Extracted material: Begin
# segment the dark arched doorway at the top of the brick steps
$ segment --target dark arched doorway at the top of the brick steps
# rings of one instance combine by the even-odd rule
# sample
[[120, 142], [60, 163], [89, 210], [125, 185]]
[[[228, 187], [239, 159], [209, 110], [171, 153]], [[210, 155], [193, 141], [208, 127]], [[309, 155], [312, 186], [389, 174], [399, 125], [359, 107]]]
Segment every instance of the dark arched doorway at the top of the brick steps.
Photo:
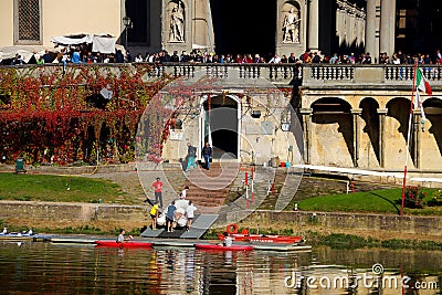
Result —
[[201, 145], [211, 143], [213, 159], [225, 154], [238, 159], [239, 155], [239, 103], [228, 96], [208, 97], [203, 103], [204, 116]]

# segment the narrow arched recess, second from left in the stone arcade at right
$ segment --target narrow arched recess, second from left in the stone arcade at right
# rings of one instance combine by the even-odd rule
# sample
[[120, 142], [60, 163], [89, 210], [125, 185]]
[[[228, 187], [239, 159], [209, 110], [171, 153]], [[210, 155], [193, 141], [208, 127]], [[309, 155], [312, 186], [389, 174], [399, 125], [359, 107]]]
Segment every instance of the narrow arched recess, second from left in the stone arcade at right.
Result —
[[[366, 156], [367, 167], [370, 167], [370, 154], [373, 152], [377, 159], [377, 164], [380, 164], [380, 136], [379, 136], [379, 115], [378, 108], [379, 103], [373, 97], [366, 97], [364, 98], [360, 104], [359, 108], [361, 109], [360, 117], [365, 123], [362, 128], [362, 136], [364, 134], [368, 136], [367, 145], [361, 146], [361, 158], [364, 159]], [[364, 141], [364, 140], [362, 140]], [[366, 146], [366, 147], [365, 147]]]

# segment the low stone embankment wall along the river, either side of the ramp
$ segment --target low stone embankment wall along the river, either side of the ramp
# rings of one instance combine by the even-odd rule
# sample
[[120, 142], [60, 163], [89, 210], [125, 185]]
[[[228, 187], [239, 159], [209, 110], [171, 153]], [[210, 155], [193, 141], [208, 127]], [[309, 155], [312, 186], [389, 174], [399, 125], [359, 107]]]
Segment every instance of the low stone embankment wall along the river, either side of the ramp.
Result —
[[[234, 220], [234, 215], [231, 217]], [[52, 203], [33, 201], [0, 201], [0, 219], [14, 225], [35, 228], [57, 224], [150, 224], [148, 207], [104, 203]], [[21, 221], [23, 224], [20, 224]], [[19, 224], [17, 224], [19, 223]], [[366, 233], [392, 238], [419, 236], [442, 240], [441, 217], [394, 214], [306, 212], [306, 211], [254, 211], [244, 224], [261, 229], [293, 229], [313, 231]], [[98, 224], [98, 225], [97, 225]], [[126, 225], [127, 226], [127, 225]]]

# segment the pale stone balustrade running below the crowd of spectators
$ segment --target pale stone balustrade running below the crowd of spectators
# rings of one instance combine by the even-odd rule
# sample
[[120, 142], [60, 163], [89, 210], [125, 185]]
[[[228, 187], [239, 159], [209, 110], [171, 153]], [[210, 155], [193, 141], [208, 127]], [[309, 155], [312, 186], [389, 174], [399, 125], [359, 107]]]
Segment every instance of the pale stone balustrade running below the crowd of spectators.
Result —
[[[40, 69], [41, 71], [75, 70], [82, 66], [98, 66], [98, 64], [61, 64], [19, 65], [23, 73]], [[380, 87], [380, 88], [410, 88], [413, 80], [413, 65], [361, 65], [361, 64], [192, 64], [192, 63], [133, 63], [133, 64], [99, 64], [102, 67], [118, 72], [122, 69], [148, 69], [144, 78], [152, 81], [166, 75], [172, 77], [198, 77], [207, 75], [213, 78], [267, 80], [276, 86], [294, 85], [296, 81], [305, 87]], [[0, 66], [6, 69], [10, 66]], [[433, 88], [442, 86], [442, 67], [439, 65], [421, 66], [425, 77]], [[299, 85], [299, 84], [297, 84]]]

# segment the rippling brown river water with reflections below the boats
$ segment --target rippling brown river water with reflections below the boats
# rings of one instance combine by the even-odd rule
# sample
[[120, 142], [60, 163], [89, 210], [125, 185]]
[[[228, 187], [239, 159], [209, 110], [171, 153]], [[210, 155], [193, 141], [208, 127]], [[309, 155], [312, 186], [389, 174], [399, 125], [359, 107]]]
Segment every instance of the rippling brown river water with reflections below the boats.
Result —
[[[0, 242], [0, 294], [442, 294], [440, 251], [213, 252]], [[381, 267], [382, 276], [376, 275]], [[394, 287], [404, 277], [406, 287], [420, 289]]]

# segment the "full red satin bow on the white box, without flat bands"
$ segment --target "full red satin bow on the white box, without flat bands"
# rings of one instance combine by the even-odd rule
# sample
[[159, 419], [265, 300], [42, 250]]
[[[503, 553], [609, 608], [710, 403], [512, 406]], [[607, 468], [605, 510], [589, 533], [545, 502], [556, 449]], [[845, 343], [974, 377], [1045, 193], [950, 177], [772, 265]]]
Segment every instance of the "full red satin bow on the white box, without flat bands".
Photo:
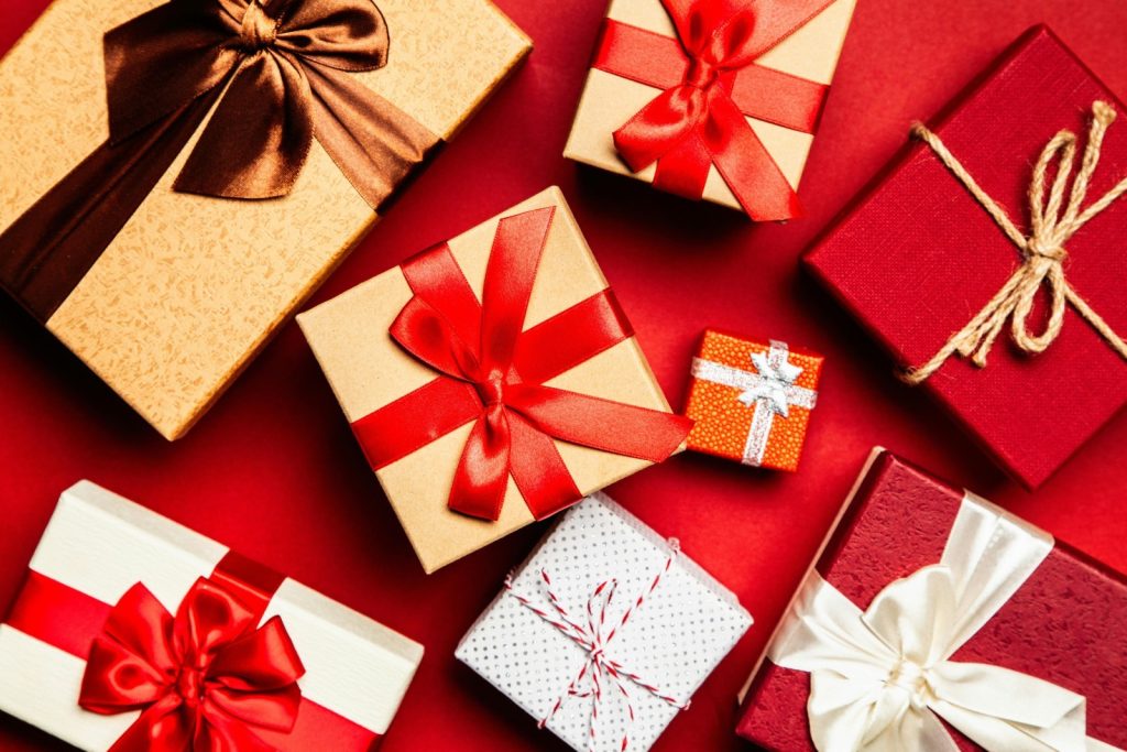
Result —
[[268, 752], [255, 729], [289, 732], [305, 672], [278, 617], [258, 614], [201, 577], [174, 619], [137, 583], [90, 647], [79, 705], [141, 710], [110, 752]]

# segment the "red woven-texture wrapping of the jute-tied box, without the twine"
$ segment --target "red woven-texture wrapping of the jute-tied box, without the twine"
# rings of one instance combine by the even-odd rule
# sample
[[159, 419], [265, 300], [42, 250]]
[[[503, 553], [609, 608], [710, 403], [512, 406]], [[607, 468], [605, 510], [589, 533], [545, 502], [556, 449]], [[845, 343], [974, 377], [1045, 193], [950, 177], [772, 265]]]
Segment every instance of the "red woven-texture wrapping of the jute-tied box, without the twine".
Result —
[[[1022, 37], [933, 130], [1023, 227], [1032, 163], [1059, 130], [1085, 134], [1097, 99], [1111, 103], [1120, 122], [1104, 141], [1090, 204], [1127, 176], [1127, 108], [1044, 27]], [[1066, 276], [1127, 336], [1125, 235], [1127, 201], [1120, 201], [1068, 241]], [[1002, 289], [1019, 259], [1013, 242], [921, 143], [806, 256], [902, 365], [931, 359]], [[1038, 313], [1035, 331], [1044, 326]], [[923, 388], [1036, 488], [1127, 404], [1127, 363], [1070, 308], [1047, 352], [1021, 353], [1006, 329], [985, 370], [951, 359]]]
Extracted material: End
Extracted material: Begin
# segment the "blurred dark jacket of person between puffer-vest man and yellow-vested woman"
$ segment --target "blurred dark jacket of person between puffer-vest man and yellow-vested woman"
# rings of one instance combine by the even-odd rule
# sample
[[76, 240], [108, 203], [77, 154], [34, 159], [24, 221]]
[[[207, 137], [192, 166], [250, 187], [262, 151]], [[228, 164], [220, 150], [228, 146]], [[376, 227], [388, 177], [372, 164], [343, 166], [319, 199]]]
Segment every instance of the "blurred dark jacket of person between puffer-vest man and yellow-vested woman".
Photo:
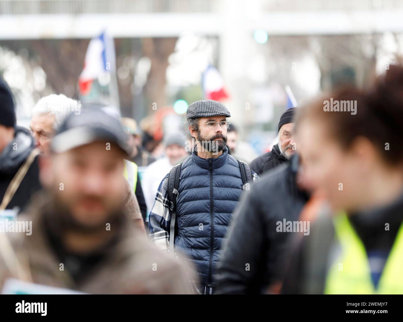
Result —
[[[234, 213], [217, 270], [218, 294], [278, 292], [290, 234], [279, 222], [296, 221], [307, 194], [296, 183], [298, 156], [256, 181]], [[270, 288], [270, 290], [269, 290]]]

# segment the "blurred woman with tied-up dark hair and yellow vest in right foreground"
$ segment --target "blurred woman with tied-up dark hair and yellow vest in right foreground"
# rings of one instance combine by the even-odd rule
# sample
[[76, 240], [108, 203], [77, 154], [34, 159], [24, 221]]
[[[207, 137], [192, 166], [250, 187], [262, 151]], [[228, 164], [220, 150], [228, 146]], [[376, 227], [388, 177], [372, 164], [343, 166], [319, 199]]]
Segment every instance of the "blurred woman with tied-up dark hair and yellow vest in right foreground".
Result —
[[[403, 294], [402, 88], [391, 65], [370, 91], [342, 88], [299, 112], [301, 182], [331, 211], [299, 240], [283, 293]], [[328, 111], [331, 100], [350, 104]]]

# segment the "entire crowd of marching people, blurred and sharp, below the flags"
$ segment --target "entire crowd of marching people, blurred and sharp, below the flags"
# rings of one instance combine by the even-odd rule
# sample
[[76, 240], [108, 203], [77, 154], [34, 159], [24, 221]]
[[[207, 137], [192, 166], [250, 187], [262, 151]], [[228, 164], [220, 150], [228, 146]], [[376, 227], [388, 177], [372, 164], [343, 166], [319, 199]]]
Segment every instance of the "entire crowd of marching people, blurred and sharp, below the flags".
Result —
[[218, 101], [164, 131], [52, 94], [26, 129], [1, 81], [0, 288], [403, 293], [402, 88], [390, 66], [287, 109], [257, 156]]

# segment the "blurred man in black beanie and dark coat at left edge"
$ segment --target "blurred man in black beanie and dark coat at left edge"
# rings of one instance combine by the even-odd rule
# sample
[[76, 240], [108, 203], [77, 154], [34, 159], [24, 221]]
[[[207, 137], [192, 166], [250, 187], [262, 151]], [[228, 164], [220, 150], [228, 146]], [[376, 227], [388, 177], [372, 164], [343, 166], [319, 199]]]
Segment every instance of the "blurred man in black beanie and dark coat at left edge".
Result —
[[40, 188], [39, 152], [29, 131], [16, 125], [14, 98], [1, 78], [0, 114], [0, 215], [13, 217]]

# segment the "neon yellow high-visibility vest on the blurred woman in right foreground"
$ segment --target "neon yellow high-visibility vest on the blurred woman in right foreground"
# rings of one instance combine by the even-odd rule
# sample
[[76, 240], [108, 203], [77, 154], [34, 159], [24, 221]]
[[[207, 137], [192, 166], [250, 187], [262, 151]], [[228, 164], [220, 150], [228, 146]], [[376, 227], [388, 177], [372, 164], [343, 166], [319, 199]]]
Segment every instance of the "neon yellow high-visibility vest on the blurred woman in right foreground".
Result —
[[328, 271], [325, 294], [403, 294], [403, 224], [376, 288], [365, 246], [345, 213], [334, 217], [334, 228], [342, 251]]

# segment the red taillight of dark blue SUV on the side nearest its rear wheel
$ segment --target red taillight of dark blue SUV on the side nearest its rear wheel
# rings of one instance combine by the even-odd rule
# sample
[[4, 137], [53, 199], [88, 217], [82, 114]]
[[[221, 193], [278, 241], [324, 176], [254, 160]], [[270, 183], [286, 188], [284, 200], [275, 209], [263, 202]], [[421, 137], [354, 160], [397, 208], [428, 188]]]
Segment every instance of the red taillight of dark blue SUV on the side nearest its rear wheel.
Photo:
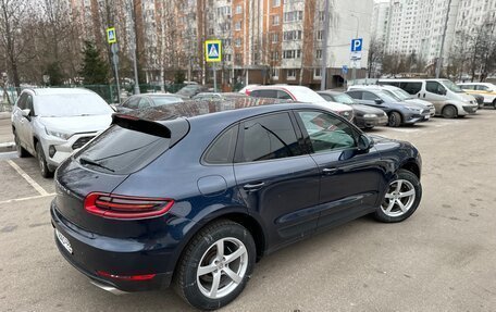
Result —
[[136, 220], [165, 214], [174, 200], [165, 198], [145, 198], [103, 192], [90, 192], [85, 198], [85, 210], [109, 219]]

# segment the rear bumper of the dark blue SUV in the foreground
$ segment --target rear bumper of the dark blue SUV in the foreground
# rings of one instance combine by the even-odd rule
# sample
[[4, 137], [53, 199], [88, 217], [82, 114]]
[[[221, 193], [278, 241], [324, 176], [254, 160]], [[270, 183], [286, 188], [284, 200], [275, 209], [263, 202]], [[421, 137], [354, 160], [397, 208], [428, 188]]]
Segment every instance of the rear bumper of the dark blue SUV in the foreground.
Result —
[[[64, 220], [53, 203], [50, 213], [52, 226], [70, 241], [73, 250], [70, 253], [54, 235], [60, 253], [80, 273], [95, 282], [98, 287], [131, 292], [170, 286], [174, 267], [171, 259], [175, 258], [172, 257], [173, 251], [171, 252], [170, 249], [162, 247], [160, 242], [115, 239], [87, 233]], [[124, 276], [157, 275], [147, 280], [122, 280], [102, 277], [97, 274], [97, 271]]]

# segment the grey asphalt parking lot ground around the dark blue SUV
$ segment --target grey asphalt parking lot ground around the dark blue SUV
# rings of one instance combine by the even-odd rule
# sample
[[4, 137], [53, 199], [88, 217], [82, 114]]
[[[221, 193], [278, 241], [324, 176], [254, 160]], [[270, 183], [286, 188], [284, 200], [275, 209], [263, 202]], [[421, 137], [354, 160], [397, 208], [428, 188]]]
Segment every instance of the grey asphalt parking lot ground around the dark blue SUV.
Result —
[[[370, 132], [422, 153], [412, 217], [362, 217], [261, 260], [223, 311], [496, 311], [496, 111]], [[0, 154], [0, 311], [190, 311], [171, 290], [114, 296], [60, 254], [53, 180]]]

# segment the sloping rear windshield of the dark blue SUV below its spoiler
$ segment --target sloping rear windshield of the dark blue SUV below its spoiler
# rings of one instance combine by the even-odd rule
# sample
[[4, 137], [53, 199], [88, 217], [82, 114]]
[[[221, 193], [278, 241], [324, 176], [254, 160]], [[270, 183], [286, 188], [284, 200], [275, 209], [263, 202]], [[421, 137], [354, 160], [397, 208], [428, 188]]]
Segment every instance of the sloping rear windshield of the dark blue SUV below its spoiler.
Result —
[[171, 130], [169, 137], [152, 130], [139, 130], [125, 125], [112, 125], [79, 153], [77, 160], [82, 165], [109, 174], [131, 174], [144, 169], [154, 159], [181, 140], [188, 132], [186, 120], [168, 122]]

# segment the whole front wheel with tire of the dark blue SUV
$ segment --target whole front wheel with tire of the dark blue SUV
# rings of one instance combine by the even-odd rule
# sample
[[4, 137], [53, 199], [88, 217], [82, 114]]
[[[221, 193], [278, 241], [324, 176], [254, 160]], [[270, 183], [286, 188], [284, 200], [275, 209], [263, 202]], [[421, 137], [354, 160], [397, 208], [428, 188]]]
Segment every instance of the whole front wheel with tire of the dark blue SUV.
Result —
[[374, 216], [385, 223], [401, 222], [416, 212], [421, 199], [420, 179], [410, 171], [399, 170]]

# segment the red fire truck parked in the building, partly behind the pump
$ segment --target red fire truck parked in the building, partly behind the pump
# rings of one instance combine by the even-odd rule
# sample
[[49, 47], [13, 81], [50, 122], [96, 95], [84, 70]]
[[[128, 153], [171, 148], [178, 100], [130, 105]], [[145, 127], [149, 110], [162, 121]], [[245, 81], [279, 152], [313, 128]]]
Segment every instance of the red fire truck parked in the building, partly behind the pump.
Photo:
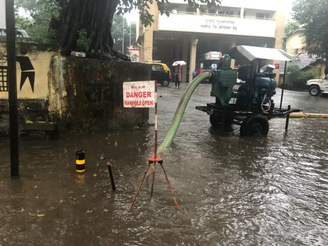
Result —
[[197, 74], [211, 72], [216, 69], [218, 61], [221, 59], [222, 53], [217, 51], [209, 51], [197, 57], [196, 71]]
Extracted material: End
Extracted material: Begin
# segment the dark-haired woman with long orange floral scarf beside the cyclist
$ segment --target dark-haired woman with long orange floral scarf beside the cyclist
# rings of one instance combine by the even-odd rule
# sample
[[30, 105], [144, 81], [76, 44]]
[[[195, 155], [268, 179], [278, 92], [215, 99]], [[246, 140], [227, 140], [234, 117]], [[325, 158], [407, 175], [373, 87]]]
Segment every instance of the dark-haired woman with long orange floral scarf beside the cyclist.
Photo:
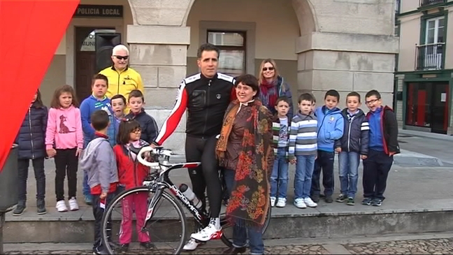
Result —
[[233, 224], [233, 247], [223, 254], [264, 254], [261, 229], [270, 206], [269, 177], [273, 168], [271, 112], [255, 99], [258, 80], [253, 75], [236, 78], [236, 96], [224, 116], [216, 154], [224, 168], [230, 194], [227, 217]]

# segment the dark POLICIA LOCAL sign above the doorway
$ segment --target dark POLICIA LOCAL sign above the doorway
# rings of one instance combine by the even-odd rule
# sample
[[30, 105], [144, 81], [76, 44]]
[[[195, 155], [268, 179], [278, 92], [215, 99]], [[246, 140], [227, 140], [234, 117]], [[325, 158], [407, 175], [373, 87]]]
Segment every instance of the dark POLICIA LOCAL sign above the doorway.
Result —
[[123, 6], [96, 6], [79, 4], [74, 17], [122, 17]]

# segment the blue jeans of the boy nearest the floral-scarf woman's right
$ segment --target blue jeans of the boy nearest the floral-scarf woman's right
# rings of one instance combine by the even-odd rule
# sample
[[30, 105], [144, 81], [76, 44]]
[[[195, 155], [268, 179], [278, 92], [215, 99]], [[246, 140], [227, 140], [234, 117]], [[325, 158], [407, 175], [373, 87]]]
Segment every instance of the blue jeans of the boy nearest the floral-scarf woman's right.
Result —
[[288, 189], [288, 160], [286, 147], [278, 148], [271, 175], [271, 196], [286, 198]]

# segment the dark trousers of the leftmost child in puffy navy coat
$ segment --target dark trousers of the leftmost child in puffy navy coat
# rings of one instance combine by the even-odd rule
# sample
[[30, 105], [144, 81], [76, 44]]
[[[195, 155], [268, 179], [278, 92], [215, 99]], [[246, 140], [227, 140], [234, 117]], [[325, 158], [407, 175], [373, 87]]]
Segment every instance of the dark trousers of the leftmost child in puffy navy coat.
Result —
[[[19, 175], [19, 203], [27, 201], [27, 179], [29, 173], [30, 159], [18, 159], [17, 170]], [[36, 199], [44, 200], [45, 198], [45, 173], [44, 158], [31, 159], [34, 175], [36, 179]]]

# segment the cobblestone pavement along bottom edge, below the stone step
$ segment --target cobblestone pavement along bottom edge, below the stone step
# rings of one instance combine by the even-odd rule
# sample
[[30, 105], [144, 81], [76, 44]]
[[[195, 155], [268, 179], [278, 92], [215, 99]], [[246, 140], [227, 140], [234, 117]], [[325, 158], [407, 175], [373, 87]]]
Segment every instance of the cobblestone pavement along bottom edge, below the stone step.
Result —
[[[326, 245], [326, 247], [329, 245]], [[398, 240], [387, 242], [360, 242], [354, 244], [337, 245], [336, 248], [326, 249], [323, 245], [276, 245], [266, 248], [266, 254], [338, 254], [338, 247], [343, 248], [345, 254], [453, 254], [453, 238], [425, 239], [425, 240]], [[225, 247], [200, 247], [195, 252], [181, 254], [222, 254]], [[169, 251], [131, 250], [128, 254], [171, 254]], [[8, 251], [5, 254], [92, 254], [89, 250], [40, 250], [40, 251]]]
Extracted material: End
**The task:**
Each line above that contains the string "cyclist" counts once; give the number of such lines and nothing more.

**Task answer:**
3